- **What this task involves**
Retype every line of the data below without changing anything, and leave the pictures out.

[Stored entries]
##########

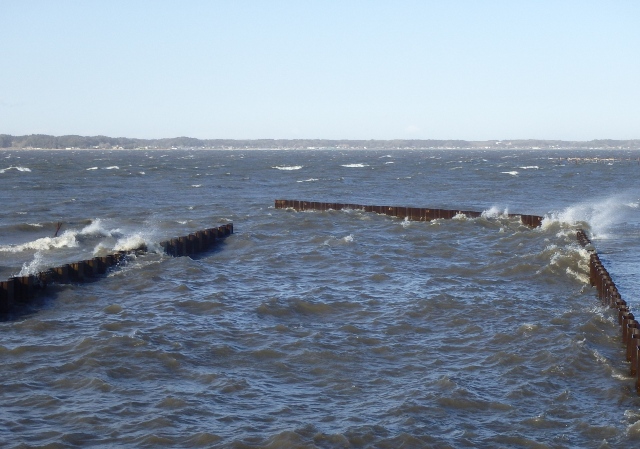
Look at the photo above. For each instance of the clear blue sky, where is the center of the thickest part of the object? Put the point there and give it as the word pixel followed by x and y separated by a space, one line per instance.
pixel 446 69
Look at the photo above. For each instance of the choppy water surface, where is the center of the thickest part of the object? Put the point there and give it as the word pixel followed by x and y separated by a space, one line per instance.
pixel 319 329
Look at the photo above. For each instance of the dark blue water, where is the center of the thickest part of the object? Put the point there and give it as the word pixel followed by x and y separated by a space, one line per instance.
pixel 319 329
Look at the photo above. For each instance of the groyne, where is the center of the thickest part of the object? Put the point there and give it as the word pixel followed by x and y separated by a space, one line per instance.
pixel 410 213
pixel 609 295
pixel 22 289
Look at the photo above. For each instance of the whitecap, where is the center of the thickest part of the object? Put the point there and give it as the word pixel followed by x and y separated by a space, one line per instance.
pixel 23 169
pixel 494 212
pixel 287 167
pixel 130 243
pixel 33 267
pixel 66 240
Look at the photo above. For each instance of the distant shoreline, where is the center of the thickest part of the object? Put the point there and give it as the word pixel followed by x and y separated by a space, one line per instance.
pixel 74 142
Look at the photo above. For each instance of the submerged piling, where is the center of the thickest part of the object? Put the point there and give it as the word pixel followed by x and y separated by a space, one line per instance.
pixel 22 289
pixel 608 294
pixel 408 213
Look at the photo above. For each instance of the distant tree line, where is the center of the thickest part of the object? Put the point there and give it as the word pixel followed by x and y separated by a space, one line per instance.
pixel 103 142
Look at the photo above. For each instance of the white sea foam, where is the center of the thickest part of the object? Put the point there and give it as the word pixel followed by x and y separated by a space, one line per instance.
pixel 601 215
pixel 494 212
pixel 130 242
pixel 287 167
pixel 33 267
pixel 66 240
pixel 23 169
pixel 96 227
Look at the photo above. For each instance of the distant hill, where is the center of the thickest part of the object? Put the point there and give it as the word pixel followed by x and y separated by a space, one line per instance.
pixel 43 141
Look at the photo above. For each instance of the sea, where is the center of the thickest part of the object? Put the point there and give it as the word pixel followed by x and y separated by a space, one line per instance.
pixel 334 329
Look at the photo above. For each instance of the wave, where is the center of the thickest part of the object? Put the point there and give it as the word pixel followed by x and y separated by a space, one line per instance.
pixel 287 167
pixel 66 240
pixel 130 242
pixel 495 212
pixel 601 216
pixel 22 169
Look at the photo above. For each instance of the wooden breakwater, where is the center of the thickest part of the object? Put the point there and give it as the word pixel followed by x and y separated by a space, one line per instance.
pixel 22 289
pixel 609 295
pixel 410 213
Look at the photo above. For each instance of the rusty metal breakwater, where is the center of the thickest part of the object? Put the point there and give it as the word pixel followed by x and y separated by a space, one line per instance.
pixel 22 289
pixel 610 296
pixel 410 213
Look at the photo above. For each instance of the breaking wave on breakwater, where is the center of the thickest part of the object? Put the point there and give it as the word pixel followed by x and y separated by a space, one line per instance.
pixel 319 329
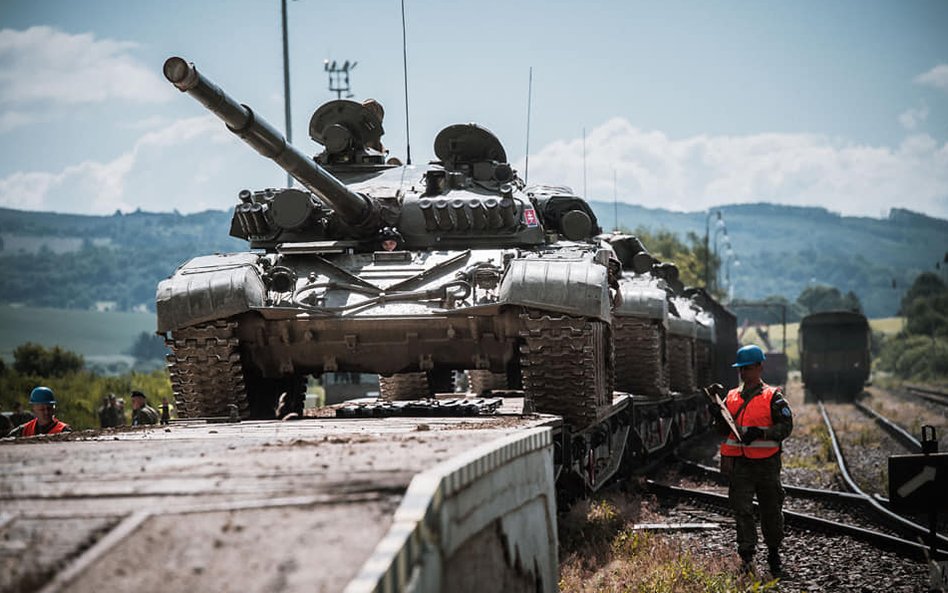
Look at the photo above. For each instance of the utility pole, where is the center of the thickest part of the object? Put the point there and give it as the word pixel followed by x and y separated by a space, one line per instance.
pixel 339 77
pixel 286 86
pixel 615 201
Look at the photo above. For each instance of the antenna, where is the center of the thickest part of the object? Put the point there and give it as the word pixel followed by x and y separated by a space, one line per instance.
pixel 615 200
pixel 339 77
pixel 526 164
pixel 585 195
pixel 286 87
pixel 405 70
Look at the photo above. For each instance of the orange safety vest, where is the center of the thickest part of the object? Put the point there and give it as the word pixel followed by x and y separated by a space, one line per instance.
pixel 755 413
pixel 30 428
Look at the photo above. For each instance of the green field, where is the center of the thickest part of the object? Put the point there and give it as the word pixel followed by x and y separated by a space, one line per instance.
pixel 93 334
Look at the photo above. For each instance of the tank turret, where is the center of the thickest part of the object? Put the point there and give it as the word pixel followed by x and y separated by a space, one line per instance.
pixel 356 210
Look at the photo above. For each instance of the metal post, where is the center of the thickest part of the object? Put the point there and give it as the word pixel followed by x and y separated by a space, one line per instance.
pixel 615 201
pixel 286 86
pixel 783 320
pixel 585 193
pixel 526 162
pixel 707 252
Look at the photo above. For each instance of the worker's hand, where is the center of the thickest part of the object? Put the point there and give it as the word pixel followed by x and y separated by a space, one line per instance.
pixel 714 389
pixel 752 434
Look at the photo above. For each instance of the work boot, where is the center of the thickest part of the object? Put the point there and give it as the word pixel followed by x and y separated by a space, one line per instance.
pixel 773 560
pixel 747 564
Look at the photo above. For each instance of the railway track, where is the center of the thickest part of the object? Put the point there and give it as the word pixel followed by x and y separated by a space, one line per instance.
pixel 877 504
pixel 901 435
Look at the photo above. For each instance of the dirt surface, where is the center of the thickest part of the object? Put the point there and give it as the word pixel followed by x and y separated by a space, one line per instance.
pixel 814 562
pixel 260 506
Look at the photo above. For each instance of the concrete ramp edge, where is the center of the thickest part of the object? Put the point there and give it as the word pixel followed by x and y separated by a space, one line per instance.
pixel 484 520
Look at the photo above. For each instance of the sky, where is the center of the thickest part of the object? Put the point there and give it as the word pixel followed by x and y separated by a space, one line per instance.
pixel 683 105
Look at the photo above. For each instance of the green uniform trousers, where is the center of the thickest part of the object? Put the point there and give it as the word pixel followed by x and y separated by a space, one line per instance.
pixel 760 477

##########

- **Reply**
Look at the photo above. For each instance of the clear blue sky, where is the center of the thickest part of the object? Put the point there and give it as the word pixel followed by x and y separated by a space, one line per instance.
pixel 446 69
Look at the photo above. For each instance of the choppy water surface, where is the center of the thickest part of the object? Put the point there and give it as the word pixel followed by x and y separated by a space, one line per instance.
pixel 319 329
Look at the photo above. For each instance of the dark blue water, where is the center of the thickest part of the object? Put the point there and give it as the word pixel followed by x and y separated by a space, one line per instance.
pixel 319 329
Look at the photo above. For each instance of the groyne, where is the center of the thickest part of the object? Put the point there and give it as the word pixel followed by x and y separated by a space, one line per instance.
pixel 410 213
pixel 609 295
pixel 22 289
Look at the photo above. For each instance of the whitecap, where is the center of the thickest part of the object? Put the point there and give it as the word pixel followed by x and y separated by a space, one line per instance.
pixel 23 169
pixel 494 212
pixel 287 167
pixel 130 243
pixel 33 267
pixel 66 240
Look at the photo above. For each instance of the distant shoreline, where is the center of the thickest part of the object? Put the point there and give it as the word pixel followed by x and y separated by a space, one line per instance.
pixel 74 142
Look at the photo above. For each instance of the submerged piling, where is the center of the thickest part of the object? Put the point there and give it as the word pixel followed by x and y separated by a space, one line per instance.
pixel 22 289
pixel 608 294
pixel 408 213
Look at the photo above. For each instance of the distant tree line, where is the center of the thickest part of the object? Put the point there and give it as the word pixel followed by x and y separated by a space, one line per instance.
pixel 103 142
Look at the photo above. For each instance of the white sea foam, where is the center of the thickest part of the object? Put the point there and give it as the word pixel followed by x and y separated by a space, one line per instance.
pixel 601 215
pixel 494 212
pixel 130 242
pixel 287 167
pixel 33 267
pixel 66 240
pixel 23 169
pixel 96 227
Look at the photo above. For each instance of the distant hill, where is the center of the thickest part of the object? Put the point there and give it as the word pixel followed by x and y separated by a space, one line per instance.
pixel 43 141
Look at the photo above. For each instance of the sea, where is the center of the thickest part of the object? Put the point there and give it as the word pixel followed by x and y separated by a space, one line per instance.
pixel 334 329
Look at the photo above. For each instance of the wave, where is the center of the thickest part of the object? Put the point there and give it as the word pixel followed by x and y separated by a space, one line per instance.
pixel 287 167
pixel 66 240
pixel 130 242
pixel 495 212
pixel 601 216
pixel 22 169
Look at the photo above. For each instance of the wooden breakwater, where is the center of the thickest part of the object? Put the point there and give it as the word pixel followed by x and y separated by a space, one line per instance.
pixel 22 289
pixel 609 295
pixel 410 213
Look at the photo above. For each instance of the rusty metal breakwater, where is the center of the thickest part of the object? Put the point there and give it as the word pixel followed by x and y separated by a space, one line per instance.
pixel 22 289
pixel 610 296
pixel 410 213
Look at the photo above. For each instance of the breaking wave on breakwater, where is the center of the thickest part of the object? Put the point there and give it as the word pixel followed by x and y separated by a space, one line per instance.
pixel 319 329
Look at the photo above. For each instance of the utility pole, where is the center of the thickest part of the object? Put the point there and give it as the word pixel followed by x and y separated by a space, one line per instance.
pixel 339 77
pixel 286 86
pixel 615 201
Look at the photo above. For each instance of the antenna, where is the center of the thickest part of the object? Put the point there and give it as the word pixel followed by x and y separated by a space, one line per instance.
pixel 615 200
pixel 339 77
pixel 526 164
pixel 585 195
pixel 286 87
pixel 405 70
Look at the photo above. For each instance of the orange safety vest, where is the center of the thickest part of the object? Put the point there and give it as the word pixel followed by x and y separated by a space, one line per instance.
pixel 755 413
pixel 30 428
Look at the photo above. For each instance of the green field, where is the center of the thickest part of the object? Put the point there and give it as the word pixel followed by x and y separated by a space, one line per instance.
pixel 93 334
Look at the photo above. For each instance of the tank turret, where is the center of the thickest part of the object? Put the point there and give it as the word pixel followed by x and y separated by a space, one line per instance.
pixel 356 210
Look at the photo above. For each instance of the metal post, where is the center of the thickest part of the object? Put the point there and give it as the word pixel followed by x and y separated by a space, one line per instance.
pixel 615 201
pixel 286 86
pixel 783 320
pixel 585 193
pixel 526 162
pixel 707 252
Look at the photo above. For each instance of the worker's hand, where is the center of the thickest part of the object? Put the point there and give it as the word pixel followed by x and y separated by a space, one line per instance.
pixel 714 389
pixel 752 434
Look at the photo above. For each instance of the work boot, where is the center of the thickest part of the object? Put the point there and give it as the word pixel followed by x and y separated by a space, one line per instance.
pixel 773 560
pixel 747 564
Look at the photo above. For each instance of the railway track, where is the center of the thickest part of the object? Put the point there and give it as the word pixel followed by x and y separated by a space, one line per instance.
pixel 877 504
pixel 901 435
Look at the photo above. For each instance of the dirt surface, where is the center of the thickest part of the object? Put the point there and give it as the word pixel followed by x and y separated by a space, one line per instance.
pixel 814 562
pixel 260 506
Look at the photo above. For each instance of the concrete ramp edge, where is the center of the thickest part of the object? Put the point there and give it as the word pixel followed by x and y separated by a space, one line per instance.
pixel 484 520
Look at the photo above. For each instance of the sky, where is the center of the thickest part of the object? Put the point there and give it as the word pixel followed by x and y separated by a space, one line per instance.
pixel 683 105
Look at the photo above. For each instance of the green uniform trousers, where is the center of the thickest part of the object? Put the point there and give it as the word pixel followed by x and y separated by a space, one line per instance.
pixel 760 477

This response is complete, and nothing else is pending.